§ Brief A: Using the forum thread about the EOS keytab below, mark each statement yes or no and quote the words that decide it. (i) Elvin asked for the output of "sum /etc/eos.keytab" on the master MGM. (ii) The daemon user is in the first row of the MGM keytabs. (iii) According to Veselin, the read never succeeds.
§ Brief B: Reproduce everything in the forum thread about the EOS keytab, from "Could you please" down to "(Veselin Vasilev)".
§ Brief C: In the forum thread about the EOS keytab, which host other than the master and slave MGMs does Elvin name for running the command?

§ Excerpt to read:
* * *
Could you please post the output of the following commands?
on the master MGM: sum /etc/eos.keytab
on the slave MGM : sum /etc/eos.keytab
on host s-jrciprjeos145p.cidsn.jrc.it: sum /etc/eos.keytab
Thanks,
Elvin
vessko
(Veselin Vasilev)
July 5, 2018, 1:12pm
5
Ciao Elvin,
We have several other users in the keytabs of the MGMs, the one that maters the daemon one is in the last row so here is the output:
Master: tail -n 1 /etc/eos.keytab | sum
29985 1
Slave: tail -n 1 /etc/eos.keytab | sum
29985 1
FST: tail -n 1 /etc/eos.keytab | sum
29985 1
And keep in mind that the read succeeds every once in a while.
Cheers,
Veselin
esindril
(Elvin Alin Sindrilaru)
* * *
(Natural-language region descriptions)

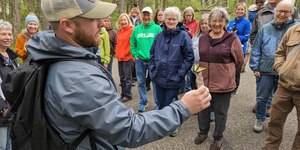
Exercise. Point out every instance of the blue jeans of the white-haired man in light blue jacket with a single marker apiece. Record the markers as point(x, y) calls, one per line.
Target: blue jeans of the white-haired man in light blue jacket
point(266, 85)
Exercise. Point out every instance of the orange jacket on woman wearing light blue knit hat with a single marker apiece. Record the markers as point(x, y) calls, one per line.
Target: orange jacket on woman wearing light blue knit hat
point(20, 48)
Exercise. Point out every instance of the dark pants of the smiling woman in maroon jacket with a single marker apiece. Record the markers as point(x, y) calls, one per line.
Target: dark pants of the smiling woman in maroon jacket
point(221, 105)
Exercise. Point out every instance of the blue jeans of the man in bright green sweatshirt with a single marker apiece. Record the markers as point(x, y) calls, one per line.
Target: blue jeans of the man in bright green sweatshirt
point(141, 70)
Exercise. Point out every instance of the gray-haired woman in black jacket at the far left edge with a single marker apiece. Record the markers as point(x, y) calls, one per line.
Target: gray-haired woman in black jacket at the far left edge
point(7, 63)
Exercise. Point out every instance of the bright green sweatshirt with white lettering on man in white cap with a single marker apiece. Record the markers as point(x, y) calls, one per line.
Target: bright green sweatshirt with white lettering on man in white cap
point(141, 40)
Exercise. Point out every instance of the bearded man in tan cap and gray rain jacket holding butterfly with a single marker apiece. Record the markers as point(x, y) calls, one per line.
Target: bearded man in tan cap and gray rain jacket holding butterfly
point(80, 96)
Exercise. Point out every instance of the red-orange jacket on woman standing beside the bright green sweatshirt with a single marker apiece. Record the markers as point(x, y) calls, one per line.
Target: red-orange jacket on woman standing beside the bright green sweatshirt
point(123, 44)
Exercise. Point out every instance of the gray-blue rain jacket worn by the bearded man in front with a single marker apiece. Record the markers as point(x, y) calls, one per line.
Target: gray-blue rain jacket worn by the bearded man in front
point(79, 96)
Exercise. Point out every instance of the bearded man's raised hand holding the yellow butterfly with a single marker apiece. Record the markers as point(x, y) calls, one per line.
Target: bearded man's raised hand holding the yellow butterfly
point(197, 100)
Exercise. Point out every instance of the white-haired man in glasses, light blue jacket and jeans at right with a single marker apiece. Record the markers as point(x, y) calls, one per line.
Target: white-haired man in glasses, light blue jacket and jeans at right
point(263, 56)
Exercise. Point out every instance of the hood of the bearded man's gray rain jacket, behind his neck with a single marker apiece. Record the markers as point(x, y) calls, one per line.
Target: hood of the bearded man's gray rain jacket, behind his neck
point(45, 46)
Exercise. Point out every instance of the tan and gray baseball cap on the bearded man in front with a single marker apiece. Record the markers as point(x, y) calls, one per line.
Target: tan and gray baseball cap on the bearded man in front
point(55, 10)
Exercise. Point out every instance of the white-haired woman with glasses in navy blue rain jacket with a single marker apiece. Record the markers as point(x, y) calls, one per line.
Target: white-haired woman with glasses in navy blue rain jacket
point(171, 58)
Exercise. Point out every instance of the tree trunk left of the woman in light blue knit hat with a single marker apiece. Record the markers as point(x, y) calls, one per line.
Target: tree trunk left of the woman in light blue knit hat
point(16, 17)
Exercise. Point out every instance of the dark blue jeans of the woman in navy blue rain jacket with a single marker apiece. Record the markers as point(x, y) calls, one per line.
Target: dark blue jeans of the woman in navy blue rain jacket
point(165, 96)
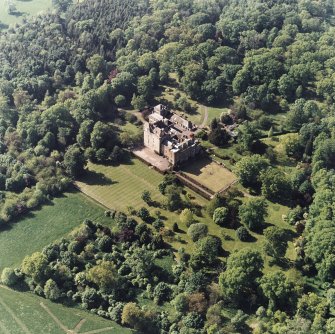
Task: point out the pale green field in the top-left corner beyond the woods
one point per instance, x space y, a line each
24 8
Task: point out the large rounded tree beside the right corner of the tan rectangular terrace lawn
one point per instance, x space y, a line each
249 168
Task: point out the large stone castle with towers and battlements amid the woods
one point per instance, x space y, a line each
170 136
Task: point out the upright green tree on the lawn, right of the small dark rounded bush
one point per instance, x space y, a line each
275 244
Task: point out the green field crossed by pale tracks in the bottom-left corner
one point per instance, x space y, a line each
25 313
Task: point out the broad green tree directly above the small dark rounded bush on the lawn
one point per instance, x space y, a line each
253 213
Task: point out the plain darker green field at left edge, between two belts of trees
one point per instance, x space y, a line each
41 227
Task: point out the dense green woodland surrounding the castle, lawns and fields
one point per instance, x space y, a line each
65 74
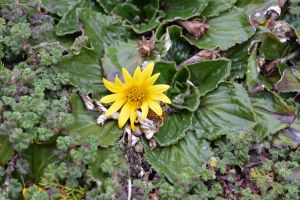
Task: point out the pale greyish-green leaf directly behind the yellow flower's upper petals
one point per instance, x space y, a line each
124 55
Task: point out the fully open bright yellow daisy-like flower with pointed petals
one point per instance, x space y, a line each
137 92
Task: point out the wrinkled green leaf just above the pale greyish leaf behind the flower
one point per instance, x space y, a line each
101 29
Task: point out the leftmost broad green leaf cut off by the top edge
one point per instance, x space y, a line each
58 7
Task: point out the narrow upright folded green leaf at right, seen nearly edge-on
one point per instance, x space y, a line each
* * *
§ Response box A:
(i) Yes: "on the master MGM: sum /etc/eos.keytab"
(ii) No: "the daemon one is in the last row"
(iii) No: "the read succeeds every once in a while"

§ Response box B:
Could you please post the output of the following commands?
on the master MGM: sum /etc/eos.keytab
on the slave MGM : sum /etc/eos.keytab
on host s-jrciprjeos145p.cidsn.jrc.it: sum /etc/eos.keytab
Thanks,
Elvin
vessko
(Veselin Vasilev)

§ Response box C: s-jrciprjeos145p.cidsn.jrc.it